• [Materials provided]:

________________

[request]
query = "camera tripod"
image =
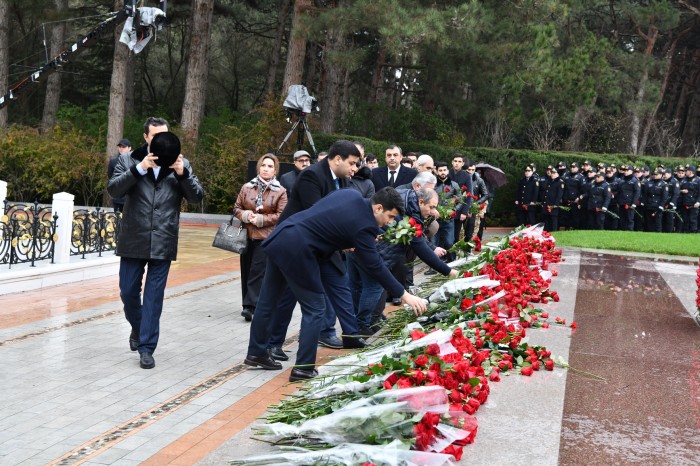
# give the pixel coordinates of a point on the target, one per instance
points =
(301, 127)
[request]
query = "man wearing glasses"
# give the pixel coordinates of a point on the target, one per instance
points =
(302, 159)
(393, 174)
(526, 197)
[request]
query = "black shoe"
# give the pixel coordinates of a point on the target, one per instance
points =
(134, 340)
(278, 354)
(147, 361)
(332, 342)
(247, 314)
(302, 374)
(354, 342)
(266, 362)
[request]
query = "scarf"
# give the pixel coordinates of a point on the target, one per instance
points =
(263, 186)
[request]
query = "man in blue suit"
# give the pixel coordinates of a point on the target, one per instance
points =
(295, 252)
(393, 174)
(314, 183)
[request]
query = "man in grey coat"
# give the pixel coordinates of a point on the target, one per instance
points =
(148, 233)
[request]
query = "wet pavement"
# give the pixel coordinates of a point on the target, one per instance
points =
(73, 393)
(635, 333)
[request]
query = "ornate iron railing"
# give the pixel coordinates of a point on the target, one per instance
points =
(27, 233)
(94, 231)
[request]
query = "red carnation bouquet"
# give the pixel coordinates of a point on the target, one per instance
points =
(697, 294)
(403, 231)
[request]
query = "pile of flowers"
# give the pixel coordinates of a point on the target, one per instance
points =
(403, 231)
(697, 294)
(411, 399)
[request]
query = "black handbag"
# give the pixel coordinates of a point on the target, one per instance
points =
(231, 238)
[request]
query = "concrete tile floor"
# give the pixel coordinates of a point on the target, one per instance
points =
(72, 392)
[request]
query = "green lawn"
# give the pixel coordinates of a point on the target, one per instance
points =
(658, 243)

________________

• [Directions]: Drop the images and quote the entries word for word.

• [Solution for this problem]:
[request]
query = "camera tripod"
image =
# give the pixel coordinates of a point on the target, one per instance
points =
(301, 127)
[request]
query = "man wearing glasses"
# give the pixel coordinates of a point on the target, one per instance
points =
(302, 159)
(393, 174)
(526, 197)
[request]
query = "black shoe"
# give the pixel coordinates of a point on the target, one per instance
points =
(134, 340)
(278, 354)
(147, 361)
(332, 342)
(247, 314)
(302, 374)
(354, 342)
(266, 362)
[request]
query = "scarf"
# give the pixel coordinates of a point on the target, one per instance
points =
(263, 186)
[request]
query = "man in blue suit"
# give the pixel coordinates of a point on the target, one per instance
points =
(295, 252)
(393, 174)
(314, 183)
[request]
query = "man in grey coat"
# give the pixel coordinates of a point on the target, one per instance
points =
(148, 233)
[request]
query = "wet pavement"
# give the pixel coordinates of a point on the target, one per instance
points =
(73, 393)
(635, 333)
[request]
query = "ornate iron railing"
# give the pixel coordinates of a point on the target, one per instance
points =
(27, 233)
(94, 231)
[request]
query = "red carnation bouquet"
# give the pixel coordinates of a point on the target, one per instance
points =
(697, 294)
(403, 231)
[request]
query = "pile of flowers"
# give the pixel coordinates of a point on the target, one per instance
points =
(403, 231)
(697, 294)
(411, 399)
[request]
query = "black handbag"
# give the pixel coordinates of a point on the target, one per instance
points =
(231, 238)
[request]
query = "concrete tile floor"
# give the pixel coordinates of a point on the target, one per instance
points =
(72, 392)
[request]
query = "green lawn"
# give the pixel coordinates of a point on the target, one per instance
points =
(658, 243)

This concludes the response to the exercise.